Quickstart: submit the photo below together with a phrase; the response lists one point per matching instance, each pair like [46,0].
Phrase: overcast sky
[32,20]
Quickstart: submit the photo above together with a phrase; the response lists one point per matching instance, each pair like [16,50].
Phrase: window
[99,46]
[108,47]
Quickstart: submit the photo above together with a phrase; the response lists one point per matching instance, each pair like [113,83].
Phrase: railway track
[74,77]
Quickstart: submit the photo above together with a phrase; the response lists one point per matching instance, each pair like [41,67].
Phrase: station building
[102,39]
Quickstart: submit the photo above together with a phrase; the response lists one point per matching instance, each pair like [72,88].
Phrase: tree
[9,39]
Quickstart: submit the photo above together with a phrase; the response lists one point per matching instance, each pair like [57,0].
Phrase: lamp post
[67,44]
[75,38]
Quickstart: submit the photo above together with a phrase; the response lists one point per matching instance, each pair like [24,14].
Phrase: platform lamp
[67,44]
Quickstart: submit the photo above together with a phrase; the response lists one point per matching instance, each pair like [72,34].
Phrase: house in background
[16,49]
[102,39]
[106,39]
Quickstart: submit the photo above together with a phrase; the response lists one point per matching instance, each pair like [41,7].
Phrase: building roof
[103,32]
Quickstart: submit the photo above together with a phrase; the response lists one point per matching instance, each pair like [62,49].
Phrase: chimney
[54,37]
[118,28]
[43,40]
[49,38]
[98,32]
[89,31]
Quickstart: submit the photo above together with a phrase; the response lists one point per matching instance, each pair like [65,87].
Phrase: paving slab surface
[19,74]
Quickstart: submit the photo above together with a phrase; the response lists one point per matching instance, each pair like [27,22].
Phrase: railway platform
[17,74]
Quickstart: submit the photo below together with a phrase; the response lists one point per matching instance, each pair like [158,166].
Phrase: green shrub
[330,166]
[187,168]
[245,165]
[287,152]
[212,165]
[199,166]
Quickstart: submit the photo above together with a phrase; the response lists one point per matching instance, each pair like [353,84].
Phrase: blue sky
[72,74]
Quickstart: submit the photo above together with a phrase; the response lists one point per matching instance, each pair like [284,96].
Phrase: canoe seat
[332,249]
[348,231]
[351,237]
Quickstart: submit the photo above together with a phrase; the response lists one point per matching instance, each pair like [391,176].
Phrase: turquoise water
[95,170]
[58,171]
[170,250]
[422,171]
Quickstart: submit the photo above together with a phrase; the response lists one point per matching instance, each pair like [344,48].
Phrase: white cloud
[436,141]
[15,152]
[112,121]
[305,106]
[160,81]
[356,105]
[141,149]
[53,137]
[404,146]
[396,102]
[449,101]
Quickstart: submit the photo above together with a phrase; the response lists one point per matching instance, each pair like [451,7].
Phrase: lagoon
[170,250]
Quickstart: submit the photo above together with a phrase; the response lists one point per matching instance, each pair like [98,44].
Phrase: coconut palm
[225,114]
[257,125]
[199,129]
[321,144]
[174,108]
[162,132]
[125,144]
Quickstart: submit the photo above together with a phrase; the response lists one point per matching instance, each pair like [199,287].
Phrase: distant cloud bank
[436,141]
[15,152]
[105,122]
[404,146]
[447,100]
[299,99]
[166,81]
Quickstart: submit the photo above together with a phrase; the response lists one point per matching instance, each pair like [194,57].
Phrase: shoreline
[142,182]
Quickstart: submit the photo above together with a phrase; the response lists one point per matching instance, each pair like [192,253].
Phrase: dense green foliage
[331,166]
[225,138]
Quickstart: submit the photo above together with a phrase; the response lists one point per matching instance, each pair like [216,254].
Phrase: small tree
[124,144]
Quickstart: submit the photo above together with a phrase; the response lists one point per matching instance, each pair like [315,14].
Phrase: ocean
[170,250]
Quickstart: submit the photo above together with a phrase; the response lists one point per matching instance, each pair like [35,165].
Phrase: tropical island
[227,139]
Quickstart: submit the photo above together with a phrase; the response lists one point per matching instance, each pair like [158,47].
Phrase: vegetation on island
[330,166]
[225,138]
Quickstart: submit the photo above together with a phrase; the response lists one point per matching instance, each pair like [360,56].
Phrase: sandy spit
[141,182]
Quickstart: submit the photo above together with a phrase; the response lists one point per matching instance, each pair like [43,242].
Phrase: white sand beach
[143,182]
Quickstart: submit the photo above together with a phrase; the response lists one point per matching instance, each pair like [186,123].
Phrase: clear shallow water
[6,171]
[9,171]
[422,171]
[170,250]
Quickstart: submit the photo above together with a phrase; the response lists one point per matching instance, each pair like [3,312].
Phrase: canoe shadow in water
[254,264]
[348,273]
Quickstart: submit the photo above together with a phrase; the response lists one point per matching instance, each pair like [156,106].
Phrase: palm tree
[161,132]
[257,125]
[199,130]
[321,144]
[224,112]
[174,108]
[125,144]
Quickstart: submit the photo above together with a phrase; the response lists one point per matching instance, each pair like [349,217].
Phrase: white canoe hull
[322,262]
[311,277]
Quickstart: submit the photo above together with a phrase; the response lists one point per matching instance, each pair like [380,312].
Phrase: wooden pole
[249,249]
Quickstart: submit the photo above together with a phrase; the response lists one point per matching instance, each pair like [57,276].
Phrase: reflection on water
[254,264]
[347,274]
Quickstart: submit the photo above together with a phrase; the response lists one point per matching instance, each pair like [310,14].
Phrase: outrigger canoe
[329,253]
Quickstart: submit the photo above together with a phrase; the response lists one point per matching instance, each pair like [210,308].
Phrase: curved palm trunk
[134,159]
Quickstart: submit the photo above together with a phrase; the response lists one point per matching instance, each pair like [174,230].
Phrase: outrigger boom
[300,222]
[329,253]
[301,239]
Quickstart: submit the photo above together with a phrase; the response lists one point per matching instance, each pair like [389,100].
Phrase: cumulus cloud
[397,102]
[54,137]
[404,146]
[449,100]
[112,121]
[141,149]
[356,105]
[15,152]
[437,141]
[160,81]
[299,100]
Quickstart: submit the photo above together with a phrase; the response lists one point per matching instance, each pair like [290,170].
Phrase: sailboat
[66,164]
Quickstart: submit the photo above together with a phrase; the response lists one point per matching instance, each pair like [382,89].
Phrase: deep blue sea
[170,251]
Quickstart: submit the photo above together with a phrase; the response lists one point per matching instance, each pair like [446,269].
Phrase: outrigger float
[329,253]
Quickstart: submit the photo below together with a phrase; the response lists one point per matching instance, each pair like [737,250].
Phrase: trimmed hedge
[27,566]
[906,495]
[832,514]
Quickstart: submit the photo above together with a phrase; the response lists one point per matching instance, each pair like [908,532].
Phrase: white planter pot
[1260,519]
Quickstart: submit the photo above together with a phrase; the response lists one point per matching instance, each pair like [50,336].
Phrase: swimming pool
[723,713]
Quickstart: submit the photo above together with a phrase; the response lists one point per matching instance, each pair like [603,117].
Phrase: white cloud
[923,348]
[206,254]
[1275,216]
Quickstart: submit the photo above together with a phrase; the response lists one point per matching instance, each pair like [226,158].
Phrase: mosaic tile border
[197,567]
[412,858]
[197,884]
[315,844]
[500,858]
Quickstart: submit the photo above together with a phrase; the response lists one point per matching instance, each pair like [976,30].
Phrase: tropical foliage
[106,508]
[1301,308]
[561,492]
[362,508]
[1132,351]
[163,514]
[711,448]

» **Work required**
Please write out all the records again, substituting "Instructions" for every "Quickstart" and keeping everything else the same.

» **Complete answer**
Instructions: submit the photo below together with a phrase; the response lists one point per matching instance, each pair like [46,0].
Phrase: overcast sky
[32,20]
Instructions: submit the photo above together with a phrase; the response lists one point per matching instance, each pair like [16,50].
Phrase: window
[99,46]
[108,47]
Instructions: submit the photo above together with a phrase; the response lists one point per matching instance, each pair like [113,83].
Phrase: railway track
[74,77]
Instructions: submit the photo above together with a phrase; the response lists one point per matching instance, each pair like [41,67].
Phrase: station building
[102,39]
Instructions: submit the photo above together with a phrase; the response lists one point per matching instance, each pair like [72,88].
Phrase: tree
[9,39]
Instructions: submit the photo above together with a phrase; the response lists one point per matching instance, each pair like [57,0].
Phrase: lamp post
[67,44]
[75,38]
Instructions: submit the photo above together with a phrase; the response lists one point per matching instance, each pair like [24,14].
Phrase: platform lamp
[67,44]
Instructions: submit the photo above together with a phrase; the response lists one point per matching instance, each pair like [72,34].
Phrase: house in background
[16,49]
[102,39]
[106,39]
Instructions: submit the photo above together with a phrase; the response lists one point per matching instance, each pair like [41,7].
Phrase: building roof
[103,32]
Instructions: submit the photo above together with a phrase; the response lists one point per matching instance, each pair like [62,49].
Phrase: chimney
[54,37]
[118,28]
[43,40]
[49,38]
[98,32]
[89,31]
Instructions: submit the photo above together with a phrase; the response lists one point per matching instance, each pair like [65,87].
Phrase: paving slab surface
[19,74]
Instructions: submit the photo above together with a phrase; the response lists one point per matching instance, each pair like [27,22].
Phrase: railway platform
[17,74]
Instructions: submit the photo below together with a phrase; the response lists one point per matching instance, each pair like [158,166].
Phrase: green shrub
[330,166]
[187,168]
[245,165]
[287,152]
[212,165]
[199,166]
Instructions: submit the photo above together with a phrase; the response lists one point per matching instance, each pair like [353,84].
Phrase: blue sky
[72,74]
Instructions: submit the photo above together with a phrase; the response lists one point per matching instance, each pair like [284,96].
Phrase: canoe seat
[332,249]
[348,231]
[351,237]
Instructions: submit the photo above together with a phrase; the response lists one point per matching instance, each pair like [391,176].
Phrase: turquoise water
[95,170]
[58,171]
[170,250]
[422,171]
Instructions: submit the photo above together with a phrase; the response lists one point per matching instance, each pair like [344,48].
Phrase: white cloud
[436,141]
[15,152]
[112,121]
[305,106]
[160,81]
[356,105]
[141,149]
[53,137]
[404,146]
[396,102]
[449,101]
Instructions: submit the photo above together with a phrase; the response lists one point per matching instance, each pair like [451,7].
Phrase: lagoon
[170,250]
Instructions: submit the photo above together with a phrase; the response lists one point per matching instance, each pair like [98,44].
Phrase: coconut palm
[225,114]
[257,125]
[199,129]
[321,144]
[174,108]
[162,132]
[125,144]
Instructions: submit the photo above together with a phrase; the response lists one point per matching instance, each pair like [199,287].
Phrase: distant cloud bank
[436,141]
[15,152]
[105,122]
[404,146]
[447,100]
[299,99]
[166,81]
Instructions: submit the photo above together with a phrase; the response lists one point per matching instance, each pair like [194,57].
Phrase: shoreline
[142,182]
Instructions: submit the photo above together with a phrase; the response lists one point per matching instance, each pair like [192,253].
Phrase: dense green foliage
[331,166]
[225,138]
Instructions: submit the photo above together with a phrase; the response lists one point per matching instance, each pair like [216,254].
Phrase: small tree
[124,144]
Instructions: submit the photo above together with a phrase; the response lists one point per matching instance, each pair like [315,14].
Phrase: ocean
[170,250]
Instructions: submit the photo above together with a phrase; the response lists one point per matching instance, each pair like [35,165].
Phrase: tropical island
[227,139]
Instructions: submit the photo above together with a phrase; the response lists one point per matching instance, each pair like [158,47].
Phrase: vegetation on island
[330,166]
[225,138]
Instructions: submit the photo above together with a phrase; the response lists one point per matching instance, each pair like [360,56].
Phrase: sandy spit
[141,182]
Instructions: submit the photo above together with a phrase; the response lists one point per matching instance, each pair like [43,242].
Phrase: white sand beach
[143,182]
Instructions: submit the photo above together with a phrase; the response lists one point per matching instance, each pair like [186,123].
Phrase: clear shallow water
[6,171]
[9,171]
[422,171]
[170,250]
Instructions: submit the photo above together with a phrase; the response lists one point per matching instance, each pair like [3,312].
Phrase: canoe shadow in water
[254,264]
[348,273]
Instructions: submit the photo above together with a phrase; the response lists one point per matching instance, each pair like [156,106].
Phrase: palm tree
[161,132]
[257,125]
[199,130]
[321,144]
[224,112]
[174,108]
[125,144]
Instructions: submit the photo above together with a phrase; the response lists one point per matching instance, each pair like [349,217].
Phrase: white canoe hull
[322,262]
[311,277]
Instructions: submit the photo above together with a phrase; the response lists one point per matching instance, each pair like [380,312].
Phrase: wooden pole
[249,249]
Instructions: submit the photo above together with a phrase; the response lists one point per matching instance, each pair like [57,276].
Phrase: reflection on water
[254,264]
[347,274]
Instructions: submit the photo above together with a phrase; the response lists one point per matching instance, each pair like [310,14].
Phrase: outrigger canoe
[329,253]
Instructions: submit the photo above together with a phrase; the response lists one point per matching instance, each pair like [210,308].
Phrase: curved palm trunk
[134,159]
Instructions: submit the photo above together with a phrase; the response lists one point per matching instance, each pair like [174,230].
Phrase: outrigger boom
[300,222]
[329,253]
[301,239]
Instructions: submit the photo above together with a phrase; the response lists one point per matching instance, each pair like [389,100].
Phrase: cumulus cloud
[397,102]
[54,137]
[404,146]
[449,100]
[112,121]
[141,149]
[356,105]
[15,152]
[437,141]
[160,81]
[299,100]
Instructions: submit the photo above together with a phrase; the response lists one point per matching instance, each pair like [290,170].
Phrase: sailboat
[66,164]
Instructions: submit the photo above together with a phrase; the response lists one point per matching instance, each pair like [382,89].
Phrase: deep blue sea
[170,251]
Instructions: submit the photo above together with a phrase; the response lists one point per matching instance, each pair like [446,269].
Phrase: outrigger float
[329,253]
Instructions: submit the photo below together with a phrase; the response lists one point per matching instance, each pair like [737,250].
Phrase: trimmed hedge
[27,566]
[906,495]
[832,514]
Instructions: submit the photo above together with a phrase; the response lists one point per matching instance, each pair like [908,532].
Phrase: white planter pot
[1260,519]
Instructions: submit the photo above together with a phrase; the response lists one point per matching instance, each pair like [50,336].
Phrase: swimming pool
[723,713]
Instructions: submit the photo above together with a phrase; the response lists one point per matching instance, each pair like [603,117].
Phrase: white cloud
[923,348]
[206,254]
[1275,216]
Instructions: submit the photo above together with a phrase; the response lists one point per matching instance, each pair like [226,158].
Phrase: mosaic tile border
[197,567]
[412,858]
[197,884]
[315,844]
[500,858]
Instructions: submit the photo above together with a phrase; the response lists one point per matching instance, each pair like [976,30].
Phrase: tropical foliage
[106,508]
[1301,308]
[561,492]
[362,508]
[1132,351]
[163,514]
[711,448]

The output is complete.